→ **Passage to read**:
▶
- Costs stupid amounts of money
- Isn’t very good
- Is only available on windows
- …but “usually” works
- Is completely free
- Is an almost exact clone of Microsoft Office circa Office 2000/XP
- Is open-source (so that sometimes you can easily fix it yourself, quite surprisingly!)
- …but apart from the Microsoft Word part, “often doesn’t work”
I’ve been using OpenOffice’s Word clone as a complete replacement for Word for the past 3 years, and it’s been perfect. Previously, I used to use Word *and* OpenOffice, because the latter had some big bugs left in it.
Sadly, OpenOffice’s Excel clone is … often shockingly buggy. I won’t go into the details. But this post is about one missing/broken feature in particular: OpenOffice by default saves / exports XML which (for most people, and all simple uses) is unusable/unreadable – and is very hard to convert with XSLT. Read on for a script that will fix this for you…
An Obsession, with Compression…
In a well-intentioned-but-actually-stupid attempt to make the filesize slightly smaller, it implements a trivial form of compression that – in any imperative programming language – would be easy to decompress.
Sadly, the primary language for XML processing is XSLT – which is a functional language. Functional languages fundamentally (I keep using this word, but it’s true – this is a core part of the theory of the basic precepts of the language!) *cannot* handle that form of decompression. By design. By mathematical proof.
NB: you can workaround this, of course, but doing so within a functional language is difficult for most people.
There is no option in OO to “not use this optimization”. The file format for OO requires that the output XML file be compressed as a ZIP file anyway! So this compression trick is pointless!, maybe? (unless you are using non-XSLT code to process it. Which is pretty sad, since XSLT/XML are designed to be used together)
Several people have tried to provide exporters for OO to get around this (hmm. It’s a tad ironic that the built-in file-format is so hard to work with that people have to write custom exporters instead). Unfortunately, most of these exporters WILL FAIL on any real spreadsheet and WILL CORRUPT THE DATA, because the exporter-authors didn’t look carefully enough at the incoming data.
I’ve found one instance of an otherwise quite nice exporter that has the data corruption bug here – http://digitalimprint.com/misc/oooexport/ (NB: I’ve emailed my fixed version to the author of that page – hopefully they will replace their version with the fixed one)
◀
→ **Given task 1**:
Copy the post about OpenOffice and XML, starting with "Sadly, OpenOffice’s Excel" and going on through "easy to decompress.", but substitute "LibreOffice" for "OpenOffice" each time it appears.

→ **Data entries**:
▶
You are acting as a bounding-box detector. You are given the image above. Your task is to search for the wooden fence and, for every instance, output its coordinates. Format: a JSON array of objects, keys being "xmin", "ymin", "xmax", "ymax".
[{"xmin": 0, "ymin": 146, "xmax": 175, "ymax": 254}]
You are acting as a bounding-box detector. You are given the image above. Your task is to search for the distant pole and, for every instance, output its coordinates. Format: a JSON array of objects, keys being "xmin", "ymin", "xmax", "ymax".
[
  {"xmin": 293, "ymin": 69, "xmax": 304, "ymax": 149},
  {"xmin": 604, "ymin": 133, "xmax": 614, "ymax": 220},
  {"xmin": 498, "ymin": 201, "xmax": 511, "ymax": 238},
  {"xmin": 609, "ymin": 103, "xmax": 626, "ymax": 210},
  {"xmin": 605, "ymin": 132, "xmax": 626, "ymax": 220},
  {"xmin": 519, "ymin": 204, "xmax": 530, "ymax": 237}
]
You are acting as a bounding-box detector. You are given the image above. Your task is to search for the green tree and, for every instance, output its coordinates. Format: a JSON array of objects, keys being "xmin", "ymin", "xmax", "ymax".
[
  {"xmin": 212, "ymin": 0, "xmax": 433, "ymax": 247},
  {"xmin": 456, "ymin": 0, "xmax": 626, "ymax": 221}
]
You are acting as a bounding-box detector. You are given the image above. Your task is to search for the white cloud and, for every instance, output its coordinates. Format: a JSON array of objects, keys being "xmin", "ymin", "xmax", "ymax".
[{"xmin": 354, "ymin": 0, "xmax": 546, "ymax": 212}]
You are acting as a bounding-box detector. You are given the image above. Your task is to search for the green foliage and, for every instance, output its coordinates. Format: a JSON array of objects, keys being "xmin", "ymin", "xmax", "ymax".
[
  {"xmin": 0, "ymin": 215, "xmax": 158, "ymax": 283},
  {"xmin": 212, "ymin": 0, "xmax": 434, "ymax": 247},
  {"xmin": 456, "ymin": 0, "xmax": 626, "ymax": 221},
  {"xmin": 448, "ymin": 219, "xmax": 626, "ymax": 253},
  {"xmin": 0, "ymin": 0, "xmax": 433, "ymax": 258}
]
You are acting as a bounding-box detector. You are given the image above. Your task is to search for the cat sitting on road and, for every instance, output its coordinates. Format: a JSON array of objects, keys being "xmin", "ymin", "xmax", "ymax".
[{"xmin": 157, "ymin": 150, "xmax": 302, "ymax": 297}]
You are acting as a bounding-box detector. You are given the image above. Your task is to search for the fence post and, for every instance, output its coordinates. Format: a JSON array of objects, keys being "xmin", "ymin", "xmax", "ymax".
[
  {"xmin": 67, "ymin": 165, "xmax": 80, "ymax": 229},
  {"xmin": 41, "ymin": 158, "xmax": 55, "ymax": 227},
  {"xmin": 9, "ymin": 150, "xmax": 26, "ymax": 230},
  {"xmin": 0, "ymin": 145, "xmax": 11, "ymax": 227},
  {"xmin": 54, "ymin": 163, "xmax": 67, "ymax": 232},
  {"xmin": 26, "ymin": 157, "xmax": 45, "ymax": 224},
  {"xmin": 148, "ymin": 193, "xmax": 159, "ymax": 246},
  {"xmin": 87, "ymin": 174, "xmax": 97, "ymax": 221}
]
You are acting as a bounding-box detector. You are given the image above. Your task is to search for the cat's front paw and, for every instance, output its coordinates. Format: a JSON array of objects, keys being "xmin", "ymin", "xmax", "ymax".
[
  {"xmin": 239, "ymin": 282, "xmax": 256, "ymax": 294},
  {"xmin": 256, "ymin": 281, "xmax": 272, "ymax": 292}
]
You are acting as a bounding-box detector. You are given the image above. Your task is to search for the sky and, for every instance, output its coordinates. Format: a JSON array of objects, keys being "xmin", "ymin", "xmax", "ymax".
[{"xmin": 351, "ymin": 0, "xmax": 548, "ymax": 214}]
◀
→ **Given task 2**:
Express the records as a Markdown table with the columns Nr and Line, starting with the line with "the cat sitting" and going on through the last line of the records. Give each line a row number and leave out blank lines.

→ **Task result 1**:
Sadly, LibreOffice’s Excel clone is … often shockingly buggy. I won’t go into the details. But this post is about one missing/broken feature in particular: LibreOffice by default saves / exports XML which (for most people, and all simple uses) is unusable/unreadable – and is very hard to convert with XSLT. Read on for a script that will fix this for you…
An Obsession, with Compression…
In a well-intentioned-but-actually-stupid attempt to make the filesize slightly smaller, it implements a trivial form of compression that – in any imperative programming language – would be easy to decompress.

→ **Task result 2**:
| Nr | Line |
|---|---|
| 1 | You are acting as a bounding-box detector. You are given the image above. Your task is to search for the cat sitting on road and, for every instance, output its coordinates. Format: a JSON array of objects, keys being "xmin", "ymin", "xmax", "ymax". |
| 2 | [{"xmin": 157, "ymin": 150, "xmax": 302, "ymax": 297}] |
| 3 | You are acting as a bounding-box detector. You are given the image above. Your task is to search for the fence post and, for every instance, output its coordinates. Format: a JSON array of objects, keys being "xmin", "ymin", "xmax", "ymax". |
| 4 | [ |
| 5 |   {"xmin": 67, "ymin": 165, "xmax": 80, "ymax": 229}, |
| 6 |   {"xmin": 41, "ymin": 158, "xmax": 55, "ymax": 227}, |
| 7 |   {"xmin": 9, "ymin": 150, "xmax": 26, "ymax": 230}, |
| 8 |   {"xmin": 0, "ymin": 145, "xmax": 11, "ymax": 227}, |
| 9 |   {"xmin": 54, "ymin": 163, "xmax": 67, "ymax": 232}, |
| 10 |   {"xmin": 26, "ymin": 157, "xmax": 45, "ymax": 224}, |
| 11 |   {"xmin": 148, "ymin": 193, "xmax": 159, "ymax": 246}, |
| 12 |   {"xmin": 87, "ymin": 174, "xmax": 97, "ymax": 221} |
| 13 | ] |
| 14 | You are acting as a bounding-box detector. You are given the image above. Your task is to search for the cat's front paw and, for every instance, output its coordinates. Format: a JSON array of objects, keys being "xmin", "ymin", "xmax", "ymax". |
| 15 | [ |
| 16 |   {"xmin": 239, "ymin": 282, "xmax": 256, "ymax": 294}, |
| 17 |   {"xmin": 256, "ymin": 281, "xmax": 272, "ymax": 292} |
| 18 | ] |
| 19 | You are acting as a bounding-box detector. You are given the image above. Your task is to search for the sky and, for every instance, output its coordinates. Format: a JSON array of objects, keys being "xmin", "ymin", "xmax", "ymax". |
| 20 | [{"xmin": 351, "ymin": 0, "xmax": 548, "ymax": 214}] |